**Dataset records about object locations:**
# # # # #
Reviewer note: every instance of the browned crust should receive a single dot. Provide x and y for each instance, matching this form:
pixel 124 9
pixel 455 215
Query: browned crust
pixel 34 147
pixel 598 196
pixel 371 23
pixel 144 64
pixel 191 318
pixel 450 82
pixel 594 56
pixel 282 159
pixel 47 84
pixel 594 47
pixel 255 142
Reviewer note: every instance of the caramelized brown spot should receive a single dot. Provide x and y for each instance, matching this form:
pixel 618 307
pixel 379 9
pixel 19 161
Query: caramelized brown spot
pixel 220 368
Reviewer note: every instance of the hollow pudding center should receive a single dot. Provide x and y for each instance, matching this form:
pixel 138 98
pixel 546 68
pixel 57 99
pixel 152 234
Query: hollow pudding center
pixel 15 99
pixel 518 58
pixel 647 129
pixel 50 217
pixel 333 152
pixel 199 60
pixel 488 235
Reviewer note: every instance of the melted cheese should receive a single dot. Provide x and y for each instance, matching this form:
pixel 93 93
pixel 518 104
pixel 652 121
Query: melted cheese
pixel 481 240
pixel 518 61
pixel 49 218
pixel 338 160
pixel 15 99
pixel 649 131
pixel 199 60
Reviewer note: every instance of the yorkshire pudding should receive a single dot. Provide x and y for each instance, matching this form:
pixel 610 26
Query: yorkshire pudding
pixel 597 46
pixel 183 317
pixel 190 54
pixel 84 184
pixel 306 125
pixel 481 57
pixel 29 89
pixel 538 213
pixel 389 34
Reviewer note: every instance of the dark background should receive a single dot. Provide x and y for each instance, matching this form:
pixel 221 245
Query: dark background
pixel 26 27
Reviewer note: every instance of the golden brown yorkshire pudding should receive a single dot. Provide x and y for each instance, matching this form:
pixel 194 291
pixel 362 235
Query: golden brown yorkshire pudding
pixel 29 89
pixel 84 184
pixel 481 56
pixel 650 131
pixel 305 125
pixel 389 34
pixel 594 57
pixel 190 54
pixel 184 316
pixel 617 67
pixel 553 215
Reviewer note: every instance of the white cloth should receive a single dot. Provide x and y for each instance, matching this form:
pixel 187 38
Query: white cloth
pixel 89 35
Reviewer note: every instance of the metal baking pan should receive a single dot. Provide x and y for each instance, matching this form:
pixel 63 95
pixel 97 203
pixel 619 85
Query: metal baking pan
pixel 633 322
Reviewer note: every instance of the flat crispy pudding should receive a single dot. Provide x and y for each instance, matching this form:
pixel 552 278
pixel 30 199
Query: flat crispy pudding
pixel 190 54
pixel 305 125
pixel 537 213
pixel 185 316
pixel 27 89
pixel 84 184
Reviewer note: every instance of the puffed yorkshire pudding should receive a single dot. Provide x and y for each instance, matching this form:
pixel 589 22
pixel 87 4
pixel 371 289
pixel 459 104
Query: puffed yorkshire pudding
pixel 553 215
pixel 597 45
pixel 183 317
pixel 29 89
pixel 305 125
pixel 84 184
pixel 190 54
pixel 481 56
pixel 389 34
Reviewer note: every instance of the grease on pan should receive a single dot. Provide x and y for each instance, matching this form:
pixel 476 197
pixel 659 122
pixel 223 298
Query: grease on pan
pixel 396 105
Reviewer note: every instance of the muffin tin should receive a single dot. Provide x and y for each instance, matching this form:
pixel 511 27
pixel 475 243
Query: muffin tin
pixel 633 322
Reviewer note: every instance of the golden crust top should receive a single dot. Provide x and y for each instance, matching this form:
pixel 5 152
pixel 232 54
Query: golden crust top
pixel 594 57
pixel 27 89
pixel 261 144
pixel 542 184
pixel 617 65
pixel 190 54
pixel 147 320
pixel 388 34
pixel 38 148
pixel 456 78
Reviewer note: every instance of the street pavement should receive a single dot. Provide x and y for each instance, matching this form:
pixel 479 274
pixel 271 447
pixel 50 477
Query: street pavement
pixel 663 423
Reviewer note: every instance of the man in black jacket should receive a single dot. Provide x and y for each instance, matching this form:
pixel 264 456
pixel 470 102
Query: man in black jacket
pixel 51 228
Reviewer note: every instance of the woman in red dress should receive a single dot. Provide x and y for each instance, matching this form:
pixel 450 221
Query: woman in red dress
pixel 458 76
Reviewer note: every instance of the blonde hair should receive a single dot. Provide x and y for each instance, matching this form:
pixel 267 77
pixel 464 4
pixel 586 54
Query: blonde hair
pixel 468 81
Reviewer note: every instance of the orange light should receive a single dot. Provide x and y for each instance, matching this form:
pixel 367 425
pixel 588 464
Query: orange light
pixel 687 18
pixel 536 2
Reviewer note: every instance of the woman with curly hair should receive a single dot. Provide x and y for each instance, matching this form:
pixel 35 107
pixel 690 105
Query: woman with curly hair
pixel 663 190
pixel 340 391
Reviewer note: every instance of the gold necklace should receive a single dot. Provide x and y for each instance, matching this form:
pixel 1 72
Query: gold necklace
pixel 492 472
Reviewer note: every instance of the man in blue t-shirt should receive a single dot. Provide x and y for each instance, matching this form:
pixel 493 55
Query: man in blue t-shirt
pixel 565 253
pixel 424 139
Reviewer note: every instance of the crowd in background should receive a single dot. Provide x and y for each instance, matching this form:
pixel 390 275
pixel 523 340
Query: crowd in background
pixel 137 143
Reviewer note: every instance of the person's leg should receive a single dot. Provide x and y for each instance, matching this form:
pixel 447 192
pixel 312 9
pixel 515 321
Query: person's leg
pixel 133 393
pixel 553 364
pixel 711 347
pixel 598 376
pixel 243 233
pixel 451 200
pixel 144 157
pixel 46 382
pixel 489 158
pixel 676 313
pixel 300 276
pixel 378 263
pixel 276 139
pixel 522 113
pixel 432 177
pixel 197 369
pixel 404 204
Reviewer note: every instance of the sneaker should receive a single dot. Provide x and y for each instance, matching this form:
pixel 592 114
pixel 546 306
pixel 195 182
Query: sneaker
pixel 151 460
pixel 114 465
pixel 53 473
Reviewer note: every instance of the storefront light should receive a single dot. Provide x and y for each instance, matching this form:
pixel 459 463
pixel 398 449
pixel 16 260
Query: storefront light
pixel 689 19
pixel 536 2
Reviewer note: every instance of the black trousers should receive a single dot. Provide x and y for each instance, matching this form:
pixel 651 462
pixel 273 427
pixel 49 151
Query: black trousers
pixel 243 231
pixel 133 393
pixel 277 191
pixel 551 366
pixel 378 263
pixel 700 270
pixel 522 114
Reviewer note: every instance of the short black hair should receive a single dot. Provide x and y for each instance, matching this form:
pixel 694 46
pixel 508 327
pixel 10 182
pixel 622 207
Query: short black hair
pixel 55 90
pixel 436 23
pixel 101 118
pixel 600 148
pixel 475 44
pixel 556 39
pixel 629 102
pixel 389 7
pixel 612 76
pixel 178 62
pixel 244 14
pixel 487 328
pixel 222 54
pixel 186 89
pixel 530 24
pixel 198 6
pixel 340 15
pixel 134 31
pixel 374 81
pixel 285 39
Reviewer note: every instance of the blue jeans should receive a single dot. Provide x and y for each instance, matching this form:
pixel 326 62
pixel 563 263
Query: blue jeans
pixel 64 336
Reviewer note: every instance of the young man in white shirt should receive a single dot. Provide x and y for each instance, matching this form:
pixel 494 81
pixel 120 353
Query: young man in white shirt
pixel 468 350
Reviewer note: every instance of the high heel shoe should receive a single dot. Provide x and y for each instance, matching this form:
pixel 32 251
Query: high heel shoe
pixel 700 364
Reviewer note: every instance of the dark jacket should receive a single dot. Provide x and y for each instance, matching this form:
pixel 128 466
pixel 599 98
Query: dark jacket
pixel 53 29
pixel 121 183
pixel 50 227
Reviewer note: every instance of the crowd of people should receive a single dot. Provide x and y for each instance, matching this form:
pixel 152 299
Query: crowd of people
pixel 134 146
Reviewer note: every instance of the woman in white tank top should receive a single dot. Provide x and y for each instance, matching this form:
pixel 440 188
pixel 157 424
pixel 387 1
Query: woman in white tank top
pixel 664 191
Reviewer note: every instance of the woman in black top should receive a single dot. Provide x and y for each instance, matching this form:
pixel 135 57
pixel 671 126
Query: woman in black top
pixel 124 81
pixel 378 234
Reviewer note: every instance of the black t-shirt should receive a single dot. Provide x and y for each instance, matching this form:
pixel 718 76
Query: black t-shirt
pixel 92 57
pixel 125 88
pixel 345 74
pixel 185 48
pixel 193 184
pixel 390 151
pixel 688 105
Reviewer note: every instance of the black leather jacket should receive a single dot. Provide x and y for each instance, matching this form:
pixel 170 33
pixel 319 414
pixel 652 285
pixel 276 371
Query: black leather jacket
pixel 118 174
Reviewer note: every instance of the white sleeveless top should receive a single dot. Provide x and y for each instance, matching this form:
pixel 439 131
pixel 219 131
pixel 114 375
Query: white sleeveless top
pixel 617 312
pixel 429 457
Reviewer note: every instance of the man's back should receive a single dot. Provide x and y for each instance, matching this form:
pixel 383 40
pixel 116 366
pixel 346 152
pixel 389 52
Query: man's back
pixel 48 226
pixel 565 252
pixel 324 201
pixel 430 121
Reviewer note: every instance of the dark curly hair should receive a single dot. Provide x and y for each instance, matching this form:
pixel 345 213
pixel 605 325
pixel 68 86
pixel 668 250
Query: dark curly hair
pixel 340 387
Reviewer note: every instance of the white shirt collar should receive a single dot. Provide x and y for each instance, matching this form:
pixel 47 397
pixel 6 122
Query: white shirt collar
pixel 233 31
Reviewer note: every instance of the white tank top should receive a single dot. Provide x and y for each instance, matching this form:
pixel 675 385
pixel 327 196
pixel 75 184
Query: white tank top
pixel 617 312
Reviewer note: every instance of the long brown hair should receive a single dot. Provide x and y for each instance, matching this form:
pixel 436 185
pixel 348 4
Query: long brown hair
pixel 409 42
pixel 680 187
# # # # #
**Goal:**
Give the rows from the line containing "Reviewer note: every instance of the woman in black" through the line containing "pixel 118 174" as a numbered list, leaving out blank lines.

**Solution to this task:**
1. Reviewer note: every instance of the woman in black top should receive a single dot. Provide x and y for each instance, matching this form:
2. pixel 135 57
3. pixel 671 126
4. Query: woman in black top
5. pixel 124 81
6. pixel 378 234
7. Reviewer note: every instance of the black t-shirt should receive a single dot. Provide x and y for each instance, matching this form:
8. pixel 718 76
9. Query: black t-shirt
10. pixel 92 57
11. pixel 125 88
12. pixel 345 74
13. pixel 185 48
14. pixel 193 184
15. pixel 390 151
16. pixel 688 105
17. Reviewer note: every instance of the black leather jacket should receive a single dot. Provide x and y for each instance, matching this form:
18. pixel 170 33
19. pixel 319 414
20. pixel 652 285
21. pixel 276 371
22. Query: black leather jacket
23. pixel 118 174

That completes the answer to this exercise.